**Task directions:**
Give the entries back exactly, dropping each image.

**Source data:**
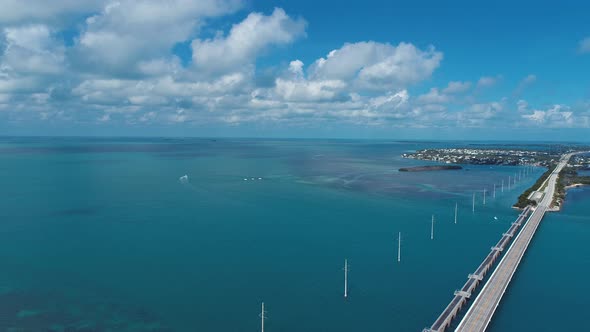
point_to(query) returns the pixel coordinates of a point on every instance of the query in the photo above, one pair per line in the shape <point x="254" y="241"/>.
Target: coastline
<point x="575" y="185"/>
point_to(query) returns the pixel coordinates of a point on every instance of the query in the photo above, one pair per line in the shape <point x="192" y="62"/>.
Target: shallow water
<point x="100" y="234"/>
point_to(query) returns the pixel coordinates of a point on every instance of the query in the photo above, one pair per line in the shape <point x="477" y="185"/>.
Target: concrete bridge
<point x="483" y="307"/>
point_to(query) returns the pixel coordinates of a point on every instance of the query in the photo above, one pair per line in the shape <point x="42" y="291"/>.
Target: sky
<point x="503" y="70"/>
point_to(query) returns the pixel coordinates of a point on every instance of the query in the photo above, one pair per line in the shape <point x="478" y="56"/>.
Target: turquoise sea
<point x="103" y="235"/>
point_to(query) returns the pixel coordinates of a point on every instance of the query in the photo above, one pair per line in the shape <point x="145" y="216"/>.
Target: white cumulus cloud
<point x="246" y="40"/>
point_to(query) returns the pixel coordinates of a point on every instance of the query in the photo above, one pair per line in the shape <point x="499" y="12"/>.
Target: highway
<point x="482" y="309"/>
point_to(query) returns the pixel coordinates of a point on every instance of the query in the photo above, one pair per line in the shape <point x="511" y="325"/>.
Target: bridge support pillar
<point x="475" y="276"/>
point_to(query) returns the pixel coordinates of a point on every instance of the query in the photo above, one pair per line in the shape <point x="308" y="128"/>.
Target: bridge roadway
<point x="461" y="296"/>
<point x="481" y="311"/>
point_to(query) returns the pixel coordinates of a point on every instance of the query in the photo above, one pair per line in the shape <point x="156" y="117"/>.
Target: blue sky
<point x="366" y="69"/>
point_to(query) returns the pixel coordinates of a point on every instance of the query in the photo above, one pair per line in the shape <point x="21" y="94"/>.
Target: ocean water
<point x="102" y="235"/>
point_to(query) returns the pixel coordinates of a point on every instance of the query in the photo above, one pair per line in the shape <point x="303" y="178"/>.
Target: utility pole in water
<point x="262" y="318"/>
<point x="345" y="278"/>
<point x="399" y="247"/>
<point x="432" y="229"/>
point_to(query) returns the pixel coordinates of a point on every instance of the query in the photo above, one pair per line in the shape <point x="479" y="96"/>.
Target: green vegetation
<point x="523" y="199"/>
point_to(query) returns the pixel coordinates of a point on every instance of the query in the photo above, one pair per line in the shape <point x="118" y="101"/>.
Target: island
<point x="430" y="168"/>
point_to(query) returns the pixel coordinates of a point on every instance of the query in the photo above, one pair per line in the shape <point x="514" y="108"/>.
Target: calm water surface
<point x="100" y="235"/>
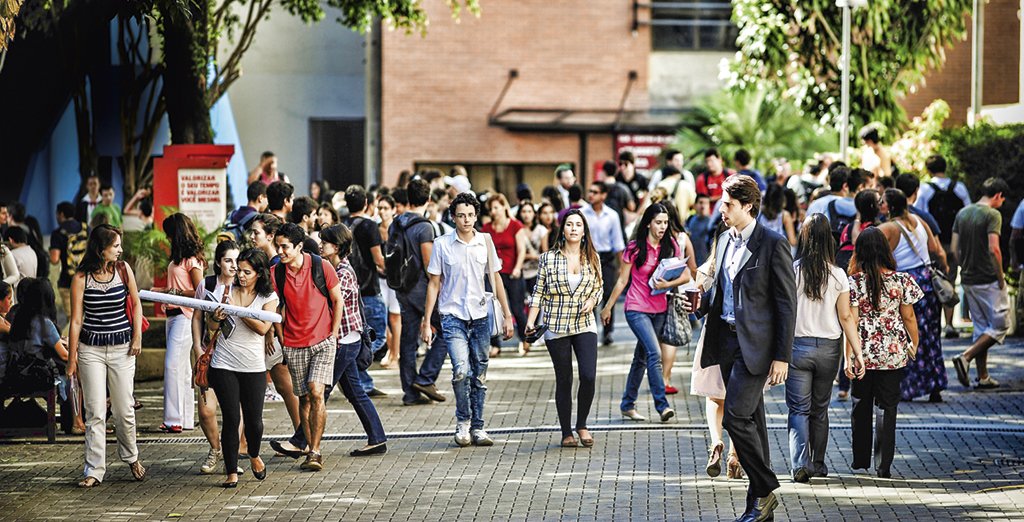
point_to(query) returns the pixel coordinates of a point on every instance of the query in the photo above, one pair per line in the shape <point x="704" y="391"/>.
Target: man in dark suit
<point x="751" y="307"/>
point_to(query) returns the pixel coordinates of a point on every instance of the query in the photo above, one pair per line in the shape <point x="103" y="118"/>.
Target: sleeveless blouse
<point x="104" y="321"/>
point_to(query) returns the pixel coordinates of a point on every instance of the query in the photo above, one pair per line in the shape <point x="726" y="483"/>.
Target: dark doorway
<point x="337" y="151"/>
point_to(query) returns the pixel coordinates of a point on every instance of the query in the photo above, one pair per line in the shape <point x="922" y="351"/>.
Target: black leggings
<point x="585" y="346"/>
<point x="232" y="389"/>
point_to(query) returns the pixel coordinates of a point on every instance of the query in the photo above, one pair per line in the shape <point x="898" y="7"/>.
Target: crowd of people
<point x="835" y="273"/>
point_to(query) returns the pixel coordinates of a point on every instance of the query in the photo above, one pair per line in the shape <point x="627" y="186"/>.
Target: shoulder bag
<point x="943" y="288"/>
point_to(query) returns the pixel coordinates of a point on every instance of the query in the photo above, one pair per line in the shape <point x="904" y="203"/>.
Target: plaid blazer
<point x="561" y="307"/>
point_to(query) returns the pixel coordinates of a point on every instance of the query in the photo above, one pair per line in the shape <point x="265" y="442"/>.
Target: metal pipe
<point x="845" y="104"/>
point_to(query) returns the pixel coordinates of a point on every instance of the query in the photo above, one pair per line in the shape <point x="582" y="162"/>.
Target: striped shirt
<point x="104" y="322"/>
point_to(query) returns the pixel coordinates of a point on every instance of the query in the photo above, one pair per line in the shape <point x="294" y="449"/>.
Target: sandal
<point x="586" y="441"/>
<point x="89" y="482"/>
<point x="137" y="471"/>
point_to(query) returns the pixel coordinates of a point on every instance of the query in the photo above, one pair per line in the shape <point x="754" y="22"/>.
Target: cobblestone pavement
<point x="961" y="460"/>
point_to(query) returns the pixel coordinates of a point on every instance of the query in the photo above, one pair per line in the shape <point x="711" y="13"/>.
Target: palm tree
<point x="755" y="120"/>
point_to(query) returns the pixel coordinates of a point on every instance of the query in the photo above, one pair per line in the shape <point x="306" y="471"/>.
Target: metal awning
<point x="581" y="120"/>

**Answer to this task:**
point_to(query) returns the pixel coordinates of a point on every instance of the query in the photo above, one pair per line in the shape <point x="254" y="241"/>.
Target: coastline
<point x="575" y="185"/>
point_to(query) returns the pixel coordinates of a point on every instance of the query in the photo above, one pair per line in the shape <point x="192" y="62"/>.
Target: shallow water
<point x="100" y="234"/>
point_to(query) returns the pixel coordinates of a point on every instance of the query in the photo above, one pair per line in the shape <point x="477" y="185"/>.
Target: concrete bridge
<point x="483" y="307"/>
point_to(query) returns the pixel coordinates of a point on every instance of the query in the photo above, one pair per line in the shape <point x="42" y="291"/>.
Target: sky
<point x="503" y="70"/>
point_to(query) returns the pixel coordinates of a point on every instance of the query in the photo above, one pair per line in the shape <point x="478" y="56"/>.
Target: turquoise sea
<point x="103" y="235"/>
point_to(query) returns the pixel coordinates of a point on every instance of the query in the photo above, one pair per line in the shape <point x="145" y="216"/>.
Target: white cumulus cloud
<point x="246" y="40"/>
point_to(query) returns the pixel coordinates of a point on every instance of the query in the photo above, one pair per line in the shape <point x="499" y="12"/>.
Target: highway
<point x="482" y="309"/>
point_to(query) returns the pixel coordinates of a point on every instance of the query in the photo above, one pair per line in the shape <point x="511" y="325"/>.
Target: bridge support pillar
<point x="475" y="276"/>
point_to(query) returns the pixel coordinates of a point on every instance of the query in the photo above, one pair per line in the shape <point x="308" y="128"/>.
Target: bridge roadway
<point x="461" y="296"/>
<point x="481" y="311"/>
point_to(query) returns the pixel coordinates of a point on every instance of the query in the photo above, one pair per line in the shape <point x="156" y="117"/>.
Target: blue sky
<point x="366" y="69"/>
point_to(query) returns the pixel coordinates of a point on every instance of the query in the photo above, one pair per line in the shape <point x="21" y="94"/>.
Target: ocean water
<point x="102" y="235"/>
point_to(query) returns the pixel coordinates of a point on every instance of the query in the photo above, one pair per line in the shape <point x="303" y="178"/>.
Target: utility pole in water
<point x="262" y="318"/>
<point x="345" y="278"/>
<point x="399" y="247"/>
<point x="432" y="229"/>
point_to(query) returns the pixel coordinates of a point on every instance of the query in the photo above, one pair per line in the shape <point x="479" y="96"/>.
Target: green vegetation
<point x="523" y="199"/>
point_to(query) returns the pixel coordinates of a point on every instance of the query in the photo above, one pair per line in the shape <point x="118" y="101"/>.
Target: island
<point x="430" y="168"/>
point_to(query) returns the pixel coordinates of a point on every instance of the query in the photo above, one pair per line in the shape <point x="514" y="108"/>.
Target: calm water surface
<point x="100" y="235"/>
point_to(query) returns the pixel coordinates of a point on every instance of the query in the photo above, one pair per line in the shape <point x="704" y="391"/>.
Target: man in dark suit
<point x="751" y="307"/>
point_to(query) returns the pixel coordinates of a point on every instance of the query in the photo above, one pair per line in the shape <point x="103" y="118"/>.
Target: sleeveless blouse
<point x="104" y="321"/>
point_to(query) returns the pixel coordinates of a point on every instance of the query in the photo above, one pair per line in the shape <point x="726" y="483"/>.
Target: dark doorway
<point x="337" y="151"/>
point_to(query) returns the pixel coordinates of a point on every instance of the query in the photo above, one pair per line in the shape <point x="922" y="351"/>.
Target: black leggings
<point x="585" y="346"/>
<point x="232" y="389"/>
point_to(query) returns the pixel coordinates of a point on every instance of the query in the photo above, one pair per line in the shape <point x="898" y="7"/>.
Target: crowd of people
<point x="835" y="273"/>
point_to(query) returns the pixel coordinates of a point on every instance of the query in the photo above, one pair per line in the shape <point x="627" y="186"/>.
Target: shoulder bag
<point x="943" y="288"/>
point_to(query) returns the pixel coordinates of a point on every instance of the query in the photo above, one pair per line in the shape <point x="904" y="203"/>.
Target: plaid blazer
<point x="561" y="307"/>
point_to(query) returns the pixel coordinates of a point on every instance of the query in the photo above, one pair per line in the shape <point x="265" y="442"/>.
Target: metal pipe
<point x="845" y="104"/>
point_to(query) returns the pixel coordinates of a point on every instance of the query in the photo above, one pair per line in the shape <point x="582" y="162"/>.
Target: striped shirt
<point x="104" y="322"/>
point_to(query) returns the pixel coordinates of a point on every instance of the query in the photo above, one pair per line in the shape <point x="294" y="449"/>.
Target: sandal
<point x="586" y="441"/>
<point x="89" y="482"/>
<point x="137" y="471"/>
point_to(query) returns the pixel coordinates of a point on every instance of the query in the photo above, one pair per line in the shape <point x="754" y="22"/>.
Target: cobblestone pavement
<point x="961" y="460"/>
point_to(query) returns the pixel coordinates of a point on every instance of the query in the photo above, one pair per line in the shape <point x="711" y="13"/>.
Target: palm tree
<point x="755" y="120"/>
point_to(query) returns the pixel coordinates of a point on every instance of the query in the photo above, one pair per line in the shape <point x="306" y="471"/>.
Target: metal awning
<point x="581" y="120"/>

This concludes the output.